*** Data provided

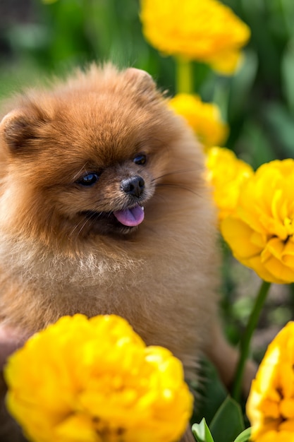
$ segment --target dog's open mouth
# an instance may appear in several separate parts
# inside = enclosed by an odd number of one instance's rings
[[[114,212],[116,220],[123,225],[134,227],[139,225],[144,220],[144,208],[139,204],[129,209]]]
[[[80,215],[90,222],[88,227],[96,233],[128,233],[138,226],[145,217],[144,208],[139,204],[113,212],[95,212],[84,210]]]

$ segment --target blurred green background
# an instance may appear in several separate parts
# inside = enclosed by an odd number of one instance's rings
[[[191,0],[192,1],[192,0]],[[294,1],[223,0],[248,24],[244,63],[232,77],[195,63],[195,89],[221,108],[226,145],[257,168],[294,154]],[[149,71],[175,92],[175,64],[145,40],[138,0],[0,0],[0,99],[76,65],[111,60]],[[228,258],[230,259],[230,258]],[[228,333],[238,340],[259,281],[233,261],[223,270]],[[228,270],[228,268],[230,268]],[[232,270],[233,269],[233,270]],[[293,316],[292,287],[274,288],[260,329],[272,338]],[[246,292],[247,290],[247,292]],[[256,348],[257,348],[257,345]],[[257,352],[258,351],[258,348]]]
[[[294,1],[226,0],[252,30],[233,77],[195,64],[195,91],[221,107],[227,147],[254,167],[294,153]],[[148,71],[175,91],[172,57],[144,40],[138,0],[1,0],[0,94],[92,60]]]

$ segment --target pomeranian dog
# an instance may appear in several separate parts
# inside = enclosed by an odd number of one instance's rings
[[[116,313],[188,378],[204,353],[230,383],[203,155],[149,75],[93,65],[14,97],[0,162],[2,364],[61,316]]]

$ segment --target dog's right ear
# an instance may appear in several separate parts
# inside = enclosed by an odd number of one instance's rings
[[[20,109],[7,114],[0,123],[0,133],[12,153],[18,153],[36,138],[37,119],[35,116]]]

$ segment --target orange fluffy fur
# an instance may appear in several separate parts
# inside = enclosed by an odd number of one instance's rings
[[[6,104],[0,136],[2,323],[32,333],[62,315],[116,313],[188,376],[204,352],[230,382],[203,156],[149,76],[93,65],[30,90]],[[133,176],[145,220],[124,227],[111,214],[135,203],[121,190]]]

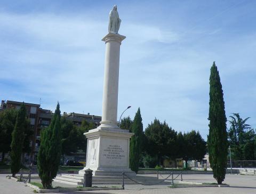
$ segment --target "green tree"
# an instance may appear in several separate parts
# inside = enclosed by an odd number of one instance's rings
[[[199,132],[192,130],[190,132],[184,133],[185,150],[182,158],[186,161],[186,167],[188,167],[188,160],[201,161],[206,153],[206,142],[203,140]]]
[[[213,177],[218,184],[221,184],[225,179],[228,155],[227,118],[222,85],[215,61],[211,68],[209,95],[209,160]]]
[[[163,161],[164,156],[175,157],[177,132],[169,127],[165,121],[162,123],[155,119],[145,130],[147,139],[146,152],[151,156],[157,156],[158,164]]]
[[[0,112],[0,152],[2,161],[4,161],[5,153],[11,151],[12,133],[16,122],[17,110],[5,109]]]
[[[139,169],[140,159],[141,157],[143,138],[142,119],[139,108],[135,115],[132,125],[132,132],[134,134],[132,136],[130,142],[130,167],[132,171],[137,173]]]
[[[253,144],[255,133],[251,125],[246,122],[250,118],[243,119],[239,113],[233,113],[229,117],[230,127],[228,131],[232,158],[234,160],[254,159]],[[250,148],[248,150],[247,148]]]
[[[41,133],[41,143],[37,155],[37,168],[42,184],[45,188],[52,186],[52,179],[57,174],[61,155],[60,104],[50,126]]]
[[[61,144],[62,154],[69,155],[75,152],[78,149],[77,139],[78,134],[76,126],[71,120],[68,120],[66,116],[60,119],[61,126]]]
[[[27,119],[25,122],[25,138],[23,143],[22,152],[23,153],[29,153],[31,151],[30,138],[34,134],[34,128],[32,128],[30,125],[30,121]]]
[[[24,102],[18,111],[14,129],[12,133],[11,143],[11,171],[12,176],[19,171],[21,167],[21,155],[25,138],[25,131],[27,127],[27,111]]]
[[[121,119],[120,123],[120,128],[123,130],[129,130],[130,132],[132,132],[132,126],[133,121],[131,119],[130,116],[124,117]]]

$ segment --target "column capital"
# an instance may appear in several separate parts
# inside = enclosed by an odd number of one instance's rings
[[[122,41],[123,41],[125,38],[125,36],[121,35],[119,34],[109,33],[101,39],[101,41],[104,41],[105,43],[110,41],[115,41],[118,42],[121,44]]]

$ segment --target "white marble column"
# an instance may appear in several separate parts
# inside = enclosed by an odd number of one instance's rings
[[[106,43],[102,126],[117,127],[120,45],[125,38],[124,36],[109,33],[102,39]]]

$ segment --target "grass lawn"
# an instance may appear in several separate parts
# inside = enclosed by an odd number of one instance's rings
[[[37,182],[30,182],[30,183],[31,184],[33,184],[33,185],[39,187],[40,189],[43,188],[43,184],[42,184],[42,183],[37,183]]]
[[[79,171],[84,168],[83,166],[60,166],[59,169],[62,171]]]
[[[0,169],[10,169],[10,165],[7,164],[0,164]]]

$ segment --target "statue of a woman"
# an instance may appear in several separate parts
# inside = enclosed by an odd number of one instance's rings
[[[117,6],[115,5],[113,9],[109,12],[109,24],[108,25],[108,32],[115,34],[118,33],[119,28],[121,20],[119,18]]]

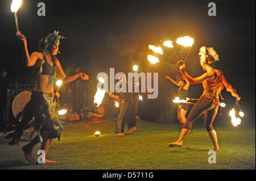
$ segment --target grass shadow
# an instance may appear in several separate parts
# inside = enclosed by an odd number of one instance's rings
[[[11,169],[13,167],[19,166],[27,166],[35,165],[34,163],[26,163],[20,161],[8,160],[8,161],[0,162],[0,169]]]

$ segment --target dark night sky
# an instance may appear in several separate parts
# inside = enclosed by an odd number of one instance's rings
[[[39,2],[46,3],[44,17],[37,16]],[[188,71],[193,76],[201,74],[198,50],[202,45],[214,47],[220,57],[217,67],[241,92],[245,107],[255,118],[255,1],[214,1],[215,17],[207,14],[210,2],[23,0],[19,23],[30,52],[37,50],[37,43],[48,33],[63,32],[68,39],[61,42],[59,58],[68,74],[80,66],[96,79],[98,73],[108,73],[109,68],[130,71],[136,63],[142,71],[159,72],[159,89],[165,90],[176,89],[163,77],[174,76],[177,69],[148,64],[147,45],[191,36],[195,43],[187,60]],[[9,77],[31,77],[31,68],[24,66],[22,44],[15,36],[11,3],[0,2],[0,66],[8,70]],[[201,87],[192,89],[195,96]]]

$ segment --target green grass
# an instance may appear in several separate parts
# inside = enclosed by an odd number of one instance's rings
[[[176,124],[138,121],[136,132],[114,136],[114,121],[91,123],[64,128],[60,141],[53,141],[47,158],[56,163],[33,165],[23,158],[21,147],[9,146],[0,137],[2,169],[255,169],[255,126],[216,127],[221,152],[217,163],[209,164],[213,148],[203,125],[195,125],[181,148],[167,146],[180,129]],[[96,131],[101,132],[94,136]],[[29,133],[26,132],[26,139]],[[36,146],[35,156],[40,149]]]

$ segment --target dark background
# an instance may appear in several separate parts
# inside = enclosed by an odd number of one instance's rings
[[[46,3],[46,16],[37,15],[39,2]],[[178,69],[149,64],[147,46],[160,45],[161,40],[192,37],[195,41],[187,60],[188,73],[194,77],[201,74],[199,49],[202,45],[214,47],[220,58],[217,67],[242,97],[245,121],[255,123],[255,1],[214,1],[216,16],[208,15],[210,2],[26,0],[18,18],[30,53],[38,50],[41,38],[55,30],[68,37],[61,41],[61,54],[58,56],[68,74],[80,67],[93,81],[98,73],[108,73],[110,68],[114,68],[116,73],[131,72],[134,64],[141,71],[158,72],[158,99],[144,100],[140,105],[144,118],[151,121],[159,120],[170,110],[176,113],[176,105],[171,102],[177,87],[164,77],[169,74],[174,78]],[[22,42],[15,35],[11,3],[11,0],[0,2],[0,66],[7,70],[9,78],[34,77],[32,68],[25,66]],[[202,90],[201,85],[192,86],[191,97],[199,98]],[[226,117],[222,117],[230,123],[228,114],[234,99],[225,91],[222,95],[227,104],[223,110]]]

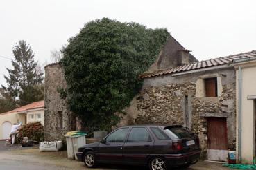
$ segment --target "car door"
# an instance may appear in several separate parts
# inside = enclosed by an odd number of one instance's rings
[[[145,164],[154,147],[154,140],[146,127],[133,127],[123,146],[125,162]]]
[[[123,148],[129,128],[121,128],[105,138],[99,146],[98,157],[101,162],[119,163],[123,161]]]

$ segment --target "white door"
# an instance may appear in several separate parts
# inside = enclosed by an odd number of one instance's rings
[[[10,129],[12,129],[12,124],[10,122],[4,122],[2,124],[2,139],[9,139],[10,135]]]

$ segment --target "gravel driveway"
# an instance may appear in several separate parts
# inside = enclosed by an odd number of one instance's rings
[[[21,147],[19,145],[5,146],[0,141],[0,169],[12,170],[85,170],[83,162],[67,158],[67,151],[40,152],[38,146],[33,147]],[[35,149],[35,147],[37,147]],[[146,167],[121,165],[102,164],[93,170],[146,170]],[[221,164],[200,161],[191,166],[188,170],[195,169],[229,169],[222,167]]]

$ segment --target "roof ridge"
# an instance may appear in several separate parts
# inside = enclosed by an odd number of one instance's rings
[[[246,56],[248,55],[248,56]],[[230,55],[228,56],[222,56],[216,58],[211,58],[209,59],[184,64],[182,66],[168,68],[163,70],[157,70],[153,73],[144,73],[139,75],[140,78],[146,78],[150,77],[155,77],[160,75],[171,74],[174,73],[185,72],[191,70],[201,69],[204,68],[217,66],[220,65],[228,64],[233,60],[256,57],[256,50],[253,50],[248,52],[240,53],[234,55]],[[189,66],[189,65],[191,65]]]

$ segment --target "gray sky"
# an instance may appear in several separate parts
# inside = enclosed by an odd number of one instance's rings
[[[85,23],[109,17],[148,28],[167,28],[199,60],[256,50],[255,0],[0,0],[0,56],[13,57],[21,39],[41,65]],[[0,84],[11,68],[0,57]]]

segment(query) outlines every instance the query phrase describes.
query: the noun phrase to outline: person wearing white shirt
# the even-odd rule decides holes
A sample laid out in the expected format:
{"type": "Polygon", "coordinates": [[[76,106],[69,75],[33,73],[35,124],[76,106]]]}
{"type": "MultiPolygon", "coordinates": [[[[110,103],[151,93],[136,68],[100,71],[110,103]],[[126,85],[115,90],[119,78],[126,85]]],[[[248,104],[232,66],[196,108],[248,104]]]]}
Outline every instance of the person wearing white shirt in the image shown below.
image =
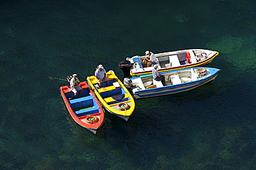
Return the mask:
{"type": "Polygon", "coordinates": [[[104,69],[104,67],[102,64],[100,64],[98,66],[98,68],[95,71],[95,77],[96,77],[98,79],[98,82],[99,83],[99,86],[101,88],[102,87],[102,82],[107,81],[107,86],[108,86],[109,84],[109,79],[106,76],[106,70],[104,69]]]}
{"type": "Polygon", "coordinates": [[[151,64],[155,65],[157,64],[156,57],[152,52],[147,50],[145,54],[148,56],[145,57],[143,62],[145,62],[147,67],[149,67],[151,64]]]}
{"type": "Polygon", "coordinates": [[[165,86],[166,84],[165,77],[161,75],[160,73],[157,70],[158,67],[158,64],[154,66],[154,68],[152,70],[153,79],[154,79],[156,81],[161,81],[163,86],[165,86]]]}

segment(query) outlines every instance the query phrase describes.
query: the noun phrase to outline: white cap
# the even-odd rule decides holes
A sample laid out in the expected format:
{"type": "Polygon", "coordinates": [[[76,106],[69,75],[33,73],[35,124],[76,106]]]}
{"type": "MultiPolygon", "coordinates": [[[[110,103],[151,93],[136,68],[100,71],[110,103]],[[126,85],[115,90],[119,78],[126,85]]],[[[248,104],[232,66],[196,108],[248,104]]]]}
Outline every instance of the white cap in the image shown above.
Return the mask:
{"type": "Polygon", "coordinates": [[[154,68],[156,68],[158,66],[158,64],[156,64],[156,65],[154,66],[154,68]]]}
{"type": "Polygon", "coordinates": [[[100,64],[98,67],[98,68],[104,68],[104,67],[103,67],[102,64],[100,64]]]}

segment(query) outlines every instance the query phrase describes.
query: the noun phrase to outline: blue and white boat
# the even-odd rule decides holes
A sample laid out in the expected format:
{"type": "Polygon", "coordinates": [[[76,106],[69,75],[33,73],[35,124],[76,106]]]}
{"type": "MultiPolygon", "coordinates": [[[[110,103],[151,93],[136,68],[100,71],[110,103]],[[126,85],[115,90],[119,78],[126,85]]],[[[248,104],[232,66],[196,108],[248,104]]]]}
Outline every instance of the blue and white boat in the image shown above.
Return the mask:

******
*** Data provided

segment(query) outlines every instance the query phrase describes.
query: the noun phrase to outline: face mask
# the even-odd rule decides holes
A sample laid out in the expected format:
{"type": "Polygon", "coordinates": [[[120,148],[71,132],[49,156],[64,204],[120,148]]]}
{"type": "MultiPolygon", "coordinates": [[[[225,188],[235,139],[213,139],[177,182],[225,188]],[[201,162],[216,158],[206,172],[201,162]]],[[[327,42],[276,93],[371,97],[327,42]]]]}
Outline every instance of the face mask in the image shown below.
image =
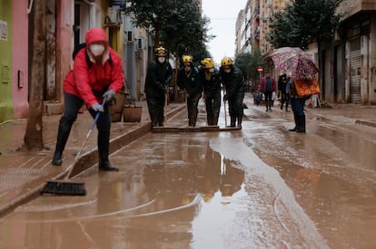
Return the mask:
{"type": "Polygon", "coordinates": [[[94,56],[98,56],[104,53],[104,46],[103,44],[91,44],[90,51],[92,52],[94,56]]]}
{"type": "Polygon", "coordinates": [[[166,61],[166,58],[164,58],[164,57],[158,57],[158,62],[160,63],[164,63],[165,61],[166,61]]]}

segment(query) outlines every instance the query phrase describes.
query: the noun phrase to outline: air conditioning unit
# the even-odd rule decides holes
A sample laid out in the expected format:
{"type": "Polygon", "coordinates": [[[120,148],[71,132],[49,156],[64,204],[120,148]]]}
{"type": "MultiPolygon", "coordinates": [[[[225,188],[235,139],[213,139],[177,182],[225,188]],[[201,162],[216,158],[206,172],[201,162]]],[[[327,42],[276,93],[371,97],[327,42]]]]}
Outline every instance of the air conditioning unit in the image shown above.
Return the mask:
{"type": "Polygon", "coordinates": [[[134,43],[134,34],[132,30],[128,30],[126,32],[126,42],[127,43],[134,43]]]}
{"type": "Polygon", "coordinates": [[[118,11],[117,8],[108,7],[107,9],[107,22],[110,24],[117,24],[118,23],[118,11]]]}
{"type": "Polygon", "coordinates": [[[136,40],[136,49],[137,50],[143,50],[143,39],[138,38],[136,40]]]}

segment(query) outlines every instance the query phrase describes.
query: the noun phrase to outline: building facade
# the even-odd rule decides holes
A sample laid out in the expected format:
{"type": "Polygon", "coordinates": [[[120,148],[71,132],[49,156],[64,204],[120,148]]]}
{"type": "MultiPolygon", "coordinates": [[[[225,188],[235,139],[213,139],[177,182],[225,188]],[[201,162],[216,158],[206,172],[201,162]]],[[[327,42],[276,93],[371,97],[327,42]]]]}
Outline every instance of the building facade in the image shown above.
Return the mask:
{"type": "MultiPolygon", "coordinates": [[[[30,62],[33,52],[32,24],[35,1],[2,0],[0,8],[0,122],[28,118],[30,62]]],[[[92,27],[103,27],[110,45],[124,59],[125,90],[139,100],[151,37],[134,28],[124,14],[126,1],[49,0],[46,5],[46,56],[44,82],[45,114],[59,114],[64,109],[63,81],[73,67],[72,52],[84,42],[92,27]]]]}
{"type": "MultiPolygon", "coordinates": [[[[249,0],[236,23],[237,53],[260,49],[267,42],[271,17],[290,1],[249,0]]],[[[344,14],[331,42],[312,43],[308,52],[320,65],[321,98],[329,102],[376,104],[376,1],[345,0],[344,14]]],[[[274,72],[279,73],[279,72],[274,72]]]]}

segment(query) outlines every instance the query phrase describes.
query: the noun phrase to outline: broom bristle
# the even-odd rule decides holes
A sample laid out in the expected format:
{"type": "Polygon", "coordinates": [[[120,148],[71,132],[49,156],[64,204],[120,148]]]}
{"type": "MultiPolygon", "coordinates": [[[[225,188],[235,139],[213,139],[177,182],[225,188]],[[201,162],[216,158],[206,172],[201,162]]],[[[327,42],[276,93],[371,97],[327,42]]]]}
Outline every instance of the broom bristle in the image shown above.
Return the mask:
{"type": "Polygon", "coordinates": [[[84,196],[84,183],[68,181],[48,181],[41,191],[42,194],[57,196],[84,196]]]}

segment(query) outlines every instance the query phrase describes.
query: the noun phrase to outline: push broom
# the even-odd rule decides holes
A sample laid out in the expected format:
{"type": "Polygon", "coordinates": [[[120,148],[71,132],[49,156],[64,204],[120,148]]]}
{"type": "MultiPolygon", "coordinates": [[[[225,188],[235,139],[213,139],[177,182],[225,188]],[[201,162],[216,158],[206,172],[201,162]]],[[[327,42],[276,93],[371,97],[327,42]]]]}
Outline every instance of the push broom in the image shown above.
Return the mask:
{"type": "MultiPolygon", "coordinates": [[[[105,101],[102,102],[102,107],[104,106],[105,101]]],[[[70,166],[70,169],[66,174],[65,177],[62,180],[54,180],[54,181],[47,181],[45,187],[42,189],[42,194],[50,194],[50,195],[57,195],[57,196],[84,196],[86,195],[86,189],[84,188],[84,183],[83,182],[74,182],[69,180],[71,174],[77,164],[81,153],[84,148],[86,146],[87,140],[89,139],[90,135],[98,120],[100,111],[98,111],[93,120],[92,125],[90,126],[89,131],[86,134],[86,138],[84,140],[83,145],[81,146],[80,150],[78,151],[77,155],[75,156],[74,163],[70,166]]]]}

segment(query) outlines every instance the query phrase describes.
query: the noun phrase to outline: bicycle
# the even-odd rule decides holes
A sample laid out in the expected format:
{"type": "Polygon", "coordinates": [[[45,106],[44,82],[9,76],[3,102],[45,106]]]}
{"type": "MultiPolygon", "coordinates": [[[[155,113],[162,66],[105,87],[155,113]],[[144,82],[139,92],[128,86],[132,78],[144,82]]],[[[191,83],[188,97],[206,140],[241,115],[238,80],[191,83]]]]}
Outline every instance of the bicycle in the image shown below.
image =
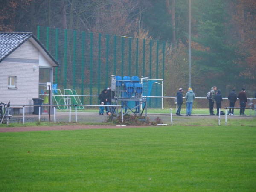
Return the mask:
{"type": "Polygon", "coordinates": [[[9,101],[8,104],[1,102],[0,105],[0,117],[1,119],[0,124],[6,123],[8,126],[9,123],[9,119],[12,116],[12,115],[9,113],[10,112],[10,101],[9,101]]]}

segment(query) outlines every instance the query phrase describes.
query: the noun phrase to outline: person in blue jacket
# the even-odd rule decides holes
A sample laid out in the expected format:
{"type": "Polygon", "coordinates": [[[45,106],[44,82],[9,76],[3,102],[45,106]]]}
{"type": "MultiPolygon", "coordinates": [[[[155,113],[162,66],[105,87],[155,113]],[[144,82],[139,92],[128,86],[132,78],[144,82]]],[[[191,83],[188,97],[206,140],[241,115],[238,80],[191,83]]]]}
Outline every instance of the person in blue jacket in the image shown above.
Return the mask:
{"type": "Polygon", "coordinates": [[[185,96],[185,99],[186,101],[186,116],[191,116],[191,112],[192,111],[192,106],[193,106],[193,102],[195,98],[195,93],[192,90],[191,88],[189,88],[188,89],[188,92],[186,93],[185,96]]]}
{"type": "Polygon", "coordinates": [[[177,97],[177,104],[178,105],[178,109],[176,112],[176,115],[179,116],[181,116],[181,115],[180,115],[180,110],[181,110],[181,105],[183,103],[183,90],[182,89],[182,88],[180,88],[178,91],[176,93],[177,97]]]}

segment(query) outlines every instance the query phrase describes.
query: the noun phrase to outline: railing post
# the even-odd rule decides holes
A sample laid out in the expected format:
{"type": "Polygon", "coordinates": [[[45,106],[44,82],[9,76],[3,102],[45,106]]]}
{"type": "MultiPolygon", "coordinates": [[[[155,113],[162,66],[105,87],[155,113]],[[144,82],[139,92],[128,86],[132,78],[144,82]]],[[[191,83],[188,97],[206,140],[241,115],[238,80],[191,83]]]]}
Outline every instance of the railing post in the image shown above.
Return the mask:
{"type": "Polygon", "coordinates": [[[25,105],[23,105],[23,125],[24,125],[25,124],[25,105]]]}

******

[Problem to work on]
Count the lines in the entries above that contain the string "jacket", matching case exactly, and reply with the number only.

[The output]
2